▶ [PROBLEM TO SOLVE] Retype each record below word for word. Leave the pictures out.

▶ [RECORDS PROVIDED]
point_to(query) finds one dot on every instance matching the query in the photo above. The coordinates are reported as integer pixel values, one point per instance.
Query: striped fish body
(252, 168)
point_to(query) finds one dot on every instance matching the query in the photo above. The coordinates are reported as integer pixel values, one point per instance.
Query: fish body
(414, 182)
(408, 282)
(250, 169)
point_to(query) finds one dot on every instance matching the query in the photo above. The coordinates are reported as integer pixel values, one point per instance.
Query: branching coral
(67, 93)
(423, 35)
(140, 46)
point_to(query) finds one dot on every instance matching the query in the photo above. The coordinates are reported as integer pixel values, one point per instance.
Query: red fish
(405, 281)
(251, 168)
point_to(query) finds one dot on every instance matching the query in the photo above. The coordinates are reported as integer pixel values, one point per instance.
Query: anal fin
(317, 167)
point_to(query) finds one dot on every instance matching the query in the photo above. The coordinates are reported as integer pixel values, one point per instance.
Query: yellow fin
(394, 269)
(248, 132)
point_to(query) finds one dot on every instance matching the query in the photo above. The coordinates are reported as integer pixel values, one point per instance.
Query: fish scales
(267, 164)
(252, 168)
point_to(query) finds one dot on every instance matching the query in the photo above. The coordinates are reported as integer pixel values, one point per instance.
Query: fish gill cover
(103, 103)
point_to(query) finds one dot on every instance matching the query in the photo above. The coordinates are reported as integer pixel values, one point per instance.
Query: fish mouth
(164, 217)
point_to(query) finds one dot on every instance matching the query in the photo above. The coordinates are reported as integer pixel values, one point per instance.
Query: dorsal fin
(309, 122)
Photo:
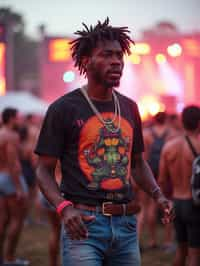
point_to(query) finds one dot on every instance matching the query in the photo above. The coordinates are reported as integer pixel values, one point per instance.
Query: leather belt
(110, 208)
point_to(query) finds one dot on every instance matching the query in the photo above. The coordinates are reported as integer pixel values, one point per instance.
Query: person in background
(95, 133)
(176, 162)
(13, 190)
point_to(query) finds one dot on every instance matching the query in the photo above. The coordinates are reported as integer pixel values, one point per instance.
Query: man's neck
(98, 92)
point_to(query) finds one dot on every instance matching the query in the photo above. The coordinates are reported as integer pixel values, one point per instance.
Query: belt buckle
(103, 208)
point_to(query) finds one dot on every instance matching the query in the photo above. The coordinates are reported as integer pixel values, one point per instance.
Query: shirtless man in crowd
(12, 189)
(176, 163)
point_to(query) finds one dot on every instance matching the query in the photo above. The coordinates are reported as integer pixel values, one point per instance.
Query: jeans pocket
(88, 222)
(130, 222)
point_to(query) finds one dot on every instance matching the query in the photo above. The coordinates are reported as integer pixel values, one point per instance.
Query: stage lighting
(68, 76)
(59, 50)
(135, 59)
(174, 50)
(140, 48)
(161, 58)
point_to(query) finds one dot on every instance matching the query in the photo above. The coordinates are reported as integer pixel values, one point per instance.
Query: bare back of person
(179, 158)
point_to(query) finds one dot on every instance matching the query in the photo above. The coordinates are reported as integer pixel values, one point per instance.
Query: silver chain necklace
(117, 111)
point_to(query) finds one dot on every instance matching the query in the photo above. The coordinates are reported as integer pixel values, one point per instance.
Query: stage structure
(160, 74)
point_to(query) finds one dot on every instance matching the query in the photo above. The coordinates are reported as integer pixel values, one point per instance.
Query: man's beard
(97, 75)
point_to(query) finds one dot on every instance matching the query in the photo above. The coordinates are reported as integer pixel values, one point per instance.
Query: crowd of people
(99, 170)
(163, 136)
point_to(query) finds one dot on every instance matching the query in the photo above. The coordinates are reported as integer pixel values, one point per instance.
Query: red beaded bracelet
(62, 205)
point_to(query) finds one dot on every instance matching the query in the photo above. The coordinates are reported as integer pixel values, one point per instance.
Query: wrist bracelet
(155, 190)
(62, 205)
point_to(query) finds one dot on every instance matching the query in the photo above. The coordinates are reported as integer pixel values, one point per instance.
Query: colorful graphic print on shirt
(104, 156)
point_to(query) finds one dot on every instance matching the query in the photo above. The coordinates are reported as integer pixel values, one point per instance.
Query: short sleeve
(138, 142)
(51, 138)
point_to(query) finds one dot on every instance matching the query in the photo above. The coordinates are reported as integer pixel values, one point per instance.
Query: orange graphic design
(104, 153)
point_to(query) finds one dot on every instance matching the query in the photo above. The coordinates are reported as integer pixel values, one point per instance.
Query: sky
(64, 17)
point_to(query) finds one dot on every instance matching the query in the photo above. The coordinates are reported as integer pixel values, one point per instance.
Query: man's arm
(164, 176)
(72, 218)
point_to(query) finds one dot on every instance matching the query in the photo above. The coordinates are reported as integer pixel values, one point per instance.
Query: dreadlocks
(89, 37)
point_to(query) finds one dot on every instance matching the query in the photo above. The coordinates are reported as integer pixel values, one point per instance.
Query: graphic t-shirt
(95, 161)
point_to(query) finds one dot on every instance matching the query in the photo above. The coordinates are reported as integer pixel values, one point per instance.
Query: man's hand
(74, 222)
(167, 208)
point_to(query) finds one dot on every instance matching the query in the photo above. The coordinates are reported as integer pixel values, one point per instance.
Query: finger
(78, 227)
(88, 218)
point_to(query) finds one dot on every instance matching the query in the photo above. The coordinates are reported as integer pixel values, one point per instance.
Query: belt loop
(124, 209)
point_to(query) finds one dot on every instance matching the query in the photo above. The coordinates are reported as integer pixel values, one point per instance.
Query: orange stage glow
(140, 48)
(192, 47)
(59, 50)
(2, 68)
(161, 58)
(149, 106)
(174, 50)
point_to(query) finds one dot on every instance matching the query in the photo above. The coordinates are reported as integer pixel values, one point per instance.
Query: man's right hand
(74, 222)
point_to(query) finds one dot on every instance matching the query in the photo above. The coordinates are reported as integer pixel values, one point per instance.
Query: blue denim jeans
(112, 241)
(7, 186)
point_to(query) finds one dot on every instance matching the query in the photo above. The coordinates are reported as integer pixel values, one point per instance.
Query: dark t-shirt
(95, 163)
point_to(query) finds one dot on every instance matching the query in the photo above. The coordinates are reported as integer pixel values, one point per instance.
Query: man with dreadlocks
(95, 132)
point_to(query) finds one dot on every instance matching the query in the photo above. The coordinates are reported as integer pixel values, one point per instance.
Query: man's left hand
(167, 208)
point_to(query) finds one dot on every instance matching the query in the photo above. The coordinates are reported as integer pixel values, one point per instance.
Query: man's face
(106, 64)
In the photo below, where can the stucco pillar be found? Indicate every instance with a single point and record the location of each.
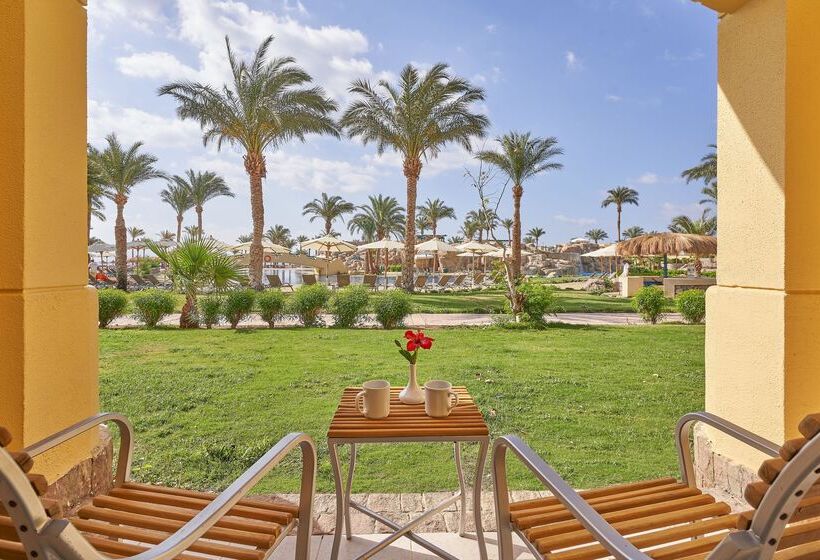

▶ [TASK ANSWER]
point_to(query) finds one dot on every instance matching the query in the photo above. The coordinates are reported as integer pixel values, one point per instance.
Query: striped fish body
(252, 168)
point_to(query) finds one dot on every instance matching the query in the photo above. The coordinates are reported as integer pixel values, one point per instance.
Query: fish body
(414, 182)
(408, 282)
(250, 169)
point_to(query) finds one dot on every instance matching the query in the photo above. The coordinates are reported as integer pixel values, one point per instance.
Query: branching coral
(67, 93)
(423, 35)
(140, 46)
point_to(query) finds one dot on every instance matching the query in the photo above. The coordinates are reported as integer pixel values, one point per instance.
Query: red fish
(405, 281)
(251, 168)
point_to(query) finds one dot on every instance matching the query in the photo above. The coordinates are reported as integer pixel values, one point per instance.
Query: anal fin
(317, 167)
point_to(query) finds one dot on every instance matching the query in the photo above. The coordinates are reported as integer pixel values, one point per instance.
Query: yellow fin
(394, 269)
(248, 132)
point_to(query) finds one dot on every instance matching the query in the photo above. The coordinates are reported as integer pixel values, one point per instance.
Query: fish scales
(267, 164)
(252, 168)
point_to(query) finds one dot on every instance matching the query in the photo above. The coordinates are reported as integer pixel values, one point per instance.
Query: fish gill cover
(103, 103)
point_to(query) finds one dot on every instance matching the query in the photo above. The coordinates are reported as integer pixel values, one point per instance.
Query: fish mouth
(164, 217)
point_to(query) finds one dot on every instance matching the query in the photo above. The coordinates are reported as integer pixel values, one point per instance.
Query: dorsal fin
(309, 122)
Photo:
point_to(query) finds one dot on every instance matching the query in the photo above. The coordinates are reported as integer pixel values, one point per instance.
Query: leather belt
(110, 208)
point_to(query) finds one dot on every instance matching the query in the photo above. The coordinates are reported as integer pixel values, one point per instance.
Query: person in background
(95, 133)
(176, 162)
(13, 190)
point_to(query) finds one dot on every instance matching the query in the photo above. The coordinates are reported as integer pixel values, one point per instance.
Query: man's neck
(98, 92)
point_to(query) finds one dot on every instance matching the query in the photo above. The coordinates are reported as integer pixel values, one point per instance.
Query: belt buckle
(103, 208)
point_to(query) finds one dot on every instance matching the query in the photo above. The coordinates are reported as integer pixel values, one point per instance.
Query: shirtless man in crowd
(12, 189)
(176, 163)
point_to(query) finds one dot on every instance matching the query in the photo above. The coordinates are reported as integer pixel values, one point per instance.
Query: jeans pocket
(88, 222)
(130, 222)
point_to(query) finds one dot on every instance matching the query in the photo above. The coordinates are reported as integer pixel values, one point per instance.
Query: stage lighting
(68, 76)
(59, 50)
(135, 59)
(174, 50)
(140, 48)
(161, 58)
point_to(query) finds one dot on every instance matching the query in the photo above. The coordinates are reported as integer pixel values, one point per instance.
Query: bare back of person
(179, 158)
point_to(query) finds one dot on every instance matching the query in the photo above. The coordinates are reported as integer pixel values, one point per instance.
Query: silver chain necklace
(117, 111)
point_to(query) finds one dot on every instance matching the query in the photo above. The coordinates are reported as integer pixel values, one point per instance.
Query: stage structure
(160, 74)
point_to(query) finds one dot on every instance matching the query in the photo above. The coordinates are reported as integer pixel values, one point per instance.
Query: man's beard
(97, 75)
point_to(query) finds one dot on every instance matching the query in the photo above. The coordinates are reported as integer pixel values, one point per instance.
Query: crowd of people
(99, 170)
(163, 136)
point_to(query) finds one dot on every instance matching the query in the photo above. The coordinates are reported as integer pixel values, one point per instance.
Query: red beaded bracelet
(62, 205)
point_to(query) finds one dot on every instance matching the query in the photo above. The coordinates are reported as integer pixel values, one point per instance.
Query: wrist bracelet
(155, 190)
(62, 205)
point_to(query) finds one dot on every instance matching the query in the photo above. The coordinates are reported as integer pixel values, one point per instance.
Query: colorful graphic print on shirt
(104, 156)
point_to(query) finds one dot on every instance matching the query in the photo above. The coordinates are reported as integer pixel values, one point per instance.
Query: short sleeve
(138, 142)
(51, 138)
point_to(query) finds one dot on every instance matching the query in the photo above. The coordinates are reported as integer pixel values, one point per instance.
Query: orange graphic design
(104, 153)
point_to(query) finds one dot on every instance matching the query in the photo above. The coordinates are reported as integer pixel values, one point per instance.
Query: sky
(64, 17)
point_to(query) finds one dot on every instance matching the query in the photo above. The coordinates are reported as integer pixel values, one point per instance.
Query: man's arm
(164, 176)
(72, 218)
point_to(query) finds one dot on every instance matching the query in the photo above. The coordinates are reported as integer pixel values, one point per instance.
Query: dreadlocks
(89, 37)
point_to(query) finds one dot on every instance matching the query in the photo above. The coordinates are reported as integer pixel values, one point per instance.
Query: graphic t-shirt
(95, 161)
point_to(query) finds one dot on every instance matching the query in the photo above. The coordinates are reported as integer pixel values, one point per instance.
Query: man's hand
(74, 222)
(167, 208)
point_to(query) finds one dot on every instance matching the query in the photo above. The coordinates are reported as integer pixel values, one point per instance.
Query: finger
(78, 227)
(88, 218)
point_to(query) finds one dot on every instance matching the query in the photo above. The coordinates are reported as integer pixel values, one point per instance.
Query: belt loop
(124, 209)
point_to(query) finds one dot on every instance matching the query in the photo above. The coordinates are reported as integer pixel values, one point per instance.
Query: orange stage glow
(140, 48)
(192, 47)
(59, 50)
(2, 68)
(161, 58)
(149, 106)
(174, 50)
point_to(query) finds one dot on every instance matching the query in the photo above. The coordinates are reported as integer pixel values, one point per instance.
Query: man's right hand
(74, 222)
point_to(query) finds one dot on every instance matching the query in the photo above. The coordinates are reported as integer pixel values, one point per instance.
Query: blue denim jeans
(112, 241)
(7, 186)
point_to(query) finds one dot on every instance matching the query in the photo above. The coordinates are reported as integer pixel values, one point per instance.
Query: dark t-shirt
(95, 163)
point_to(query) finds one dot on every instance matching the query in the photo above. The coordinates are reported as integer pixel values, one point per instance.
Query: man with dreadlocks
(95, 132)
point_to(query) finds one dot on every instance matching the query in the photo above. The coordinates are reported as integer pixel values, one point per instance.
Query: man's left hand
(167, 208)
point_to(query) finds one dot on every instance matching the query in the photo above. The coordinates are reported as integer pixel values, one point per instance.
Query: man's face
(106, 64)
In the photo below, where can the stucco pillar be found? Indicate every instance with a single point and record the location of each.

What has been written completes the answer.